_READING PASSAGE_
I've often been suspicious of the starring role played by the principle of autonomy in most medical ethics treatises.
So it's interesting--to say the least--to hear a presidential candidate propose a solution to our country's health care dilemmas that proposes limiting patient autonomy in a substantial way--or at least penalizing the irresponsible exercise thereof.
John Edwards (Does anybody else keep accidentally calling him Jonathan Edwards?) recently proposed health care policy that would mandate certain preventative measures, including annual checkups and mammogram screens.
Now, this is a very interesting proposal. In many ways, it naturally follows from the combination of the logic of the market and the logic of liberalism, both of which also depend on autonomy as their chief good. Medicine has been almost completely subsumed into both--it has become an enterprise almost completely dominated by its economic side, and government intervention into and regulation of the practice of medicine is taken as normative. (Ask even the most ardent libertarian whether he'd like his son to be operated on by a doctor who was not board-certified.)

_DATA BLOCK_
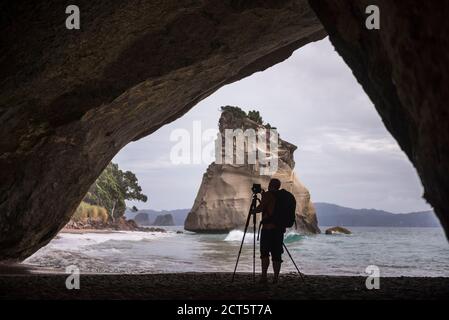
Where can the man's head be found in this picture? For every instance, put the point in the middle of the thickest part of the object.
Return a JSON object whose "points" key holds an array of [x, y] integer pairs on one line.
{"points": [[274, 185]]}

_ACTIVITY LIST_
1. In the passage on patient autonomy, which preventative measures did John Edwards's health care proposal include?
2. Print the passage on patient autonomy from "I've often been" to "and mammogram screens.".
3. Carry on the passage on patient autonomy from the point where it stops.
The data above are separate from the passage on patient autonomy.

_ANSWERS TO THE EXERCISES_
1. Annual checkups and mammogram screens.

2.
I've often been suspicious of the starring role played by the principle of autonomy in most medical ethics treatises.
So it's interesting--to say the least--to hear a presidential candidate propose a solution to our country's health care dilemmas that proposes limiting patient autonomy in a substantial way--or at least penalizing the irresponsible exercise thereof.
John Edwards (Does anybody else keep accidentally calling him Jonathan Edwards?) recently proposed health care policy that would mandate certain preventative measures, including annual checkups and mammogram screens.

3.
So, assuming medicine to be a predominantly economic enterprise, and assuming government responsibility to make this economic enterprise run well, it makes sense for the government to exercise its authority by incentivising and disincentivising behaviors that have economic consequences within the system.
This means you have three disciplines or systems which derive their internal logic from a primary commitment to autonomy, combining in such a way that virtually demands a limitation of individual autonomy. Fascinating.
In all honesty, though, as much as I loathe Edwards' proposal, I think he is the first candidate whose proposals show that he understands the complexities of the health care problem. Few of the other proposals I've seen seem to take seriously the complex interplay of economics, psychology, law, and biology that comprises health care. I'm not sure he adequately addresses the dynamics of the patent system or litigiousness, but he has covered more bases than most people.
The only bit of utter cluelessness came when he said, in response to the question of whether people would find this too invasive, "We mandate public education—public or private—and no one minds that."
Now, I know he's only homeschooling his kids this year so that they can spend time together as a family while he's campaigning. So he's not a hard-core homeschooler. But still, you'd think he'd have heard of a movement of a couple million people who decidedly "mind that." Or maybe have read of the violent resistance that attended the introduction of compulsory schooling?
2 comments:
It seems to me that it is precisely the desire to maintain the free market that leads to the coercive element you describe.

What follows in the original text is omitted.